Extract to read:

===============

# Upper age limit.



## -1 (16 Mar 2010)

Greetings,

What is the upper age limit to become an *officer* in the CF? 

What is the upper age limit to become a *pilot * in the CF?

Is this regulation based on the time that you apply, are accepted, enter training, or earn your wings?

I will clarify that I have researched and inquired before posting this topic. I haven't received a straight answer, and nor have I found a similar topic (that could be my fault), but, regardless in my opinion this is a good reference for a broad base of users on this forum. I simply would have used a similar topic as my reference if I was successful in finding it.

FYI, I have researched the CF Forces recruiting site and followed up with a question to the site. I received an automated response or so I'm guessing, it wasn't very specific to my question. I have even inquired about the possibility of enrolling to the RMC. I specified my current age of 30 and my current status as a soon to be immigrant, and despite the three years that I 'll have to ride out and my aspiration of flying, he said that I'd be qualified to apply for DEO and a seat in flight school.

I just want to double check and find out straight from the sources who are _living_ it and that includes going through the motions (application process or flight school) or already winged. Because conflicting info can arise at anytime; and again, this could be the _end-all tell-all _ (currently) source for those in a similar (or somewhat) situation.

===============

Entries:
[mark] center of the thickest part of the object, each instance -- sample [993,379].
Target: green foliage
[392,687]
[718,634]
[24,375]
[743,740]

===============

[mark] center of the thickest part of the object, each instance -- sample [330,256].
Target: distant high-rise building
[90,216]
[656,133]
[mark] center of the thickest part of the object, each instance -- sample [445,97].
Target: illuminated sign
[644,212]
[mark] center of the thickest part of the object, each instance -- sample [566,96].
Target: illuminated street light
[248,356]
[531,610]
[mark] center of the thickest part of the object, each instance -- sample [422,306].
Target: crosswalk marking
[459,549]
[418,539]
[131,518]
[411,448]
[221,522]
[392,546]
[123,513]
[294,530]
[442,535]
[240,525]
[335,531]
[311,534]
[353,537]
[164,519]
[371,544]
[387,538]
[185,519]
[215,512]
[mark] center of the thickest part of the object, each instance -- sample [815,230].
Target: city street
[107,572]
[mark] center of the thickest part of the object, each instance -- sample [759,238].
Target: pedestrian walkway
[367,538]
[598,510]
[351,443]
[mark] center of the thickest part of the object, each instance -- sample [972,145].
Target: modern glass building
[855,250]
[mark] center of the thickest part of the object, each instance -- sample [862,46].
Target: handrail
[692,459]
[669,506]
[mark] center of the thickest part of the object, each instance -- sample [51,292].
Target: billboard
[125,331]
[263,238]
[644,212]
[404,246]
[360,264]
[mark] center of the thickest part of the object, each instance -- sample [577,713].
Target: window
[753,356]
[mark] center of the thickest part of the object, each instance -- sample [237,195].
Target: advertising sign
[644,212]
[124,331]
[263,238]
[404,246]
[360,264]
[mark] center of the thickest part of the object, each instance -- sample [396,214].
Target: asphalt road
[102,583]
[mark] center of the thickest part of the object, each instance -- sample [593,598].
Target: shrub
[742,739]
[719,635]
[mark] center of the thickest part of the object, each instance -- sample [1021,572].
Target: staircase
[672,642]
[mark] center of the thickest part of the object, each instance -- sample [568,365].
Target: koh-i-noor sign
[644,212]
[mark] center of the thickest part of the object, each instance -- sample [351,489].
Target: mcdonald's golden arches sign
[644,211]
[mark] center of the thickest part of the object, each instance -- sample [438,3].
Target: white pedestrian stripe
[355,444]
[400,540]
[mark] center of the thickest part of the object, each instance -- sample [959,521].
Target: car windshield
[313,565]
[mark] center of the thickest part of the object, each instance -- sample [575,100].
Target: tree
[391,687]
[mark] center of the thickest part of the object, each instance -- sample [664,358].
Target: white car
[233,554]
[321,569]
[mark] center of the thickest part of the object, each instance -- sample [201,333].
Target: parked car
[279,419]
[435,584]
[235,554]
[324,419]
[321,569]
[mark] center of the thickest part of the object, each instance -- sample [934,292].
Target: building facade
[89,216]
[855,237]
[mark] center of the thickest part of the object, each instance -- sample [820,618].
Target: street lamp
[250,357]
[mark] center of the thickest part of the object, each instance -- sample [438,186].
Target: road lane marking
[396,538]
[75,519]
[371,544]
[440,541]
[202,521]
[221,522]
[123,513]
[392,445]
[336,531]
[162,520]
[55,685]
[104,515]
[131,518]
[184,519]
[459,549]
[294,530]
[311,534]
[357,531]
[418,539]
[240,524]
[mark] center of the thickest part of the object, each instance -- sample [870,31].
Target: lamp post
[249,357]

===============

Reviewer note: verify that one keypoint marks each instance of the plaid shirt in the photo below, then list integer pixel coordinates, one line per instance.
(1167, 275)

===============

Answer these questions from the forum post on age limits:
1. What current age does the poster give?
2. Which website did the poster research and send a question to?
3. According to the person asked about enrolling at the RMC, what would the poster be qualified to apply for?
The material after the forum post is separate from it.

Full output:
1. 30
2. The CF Forces recruiting site
3. DEO and a seat in flight school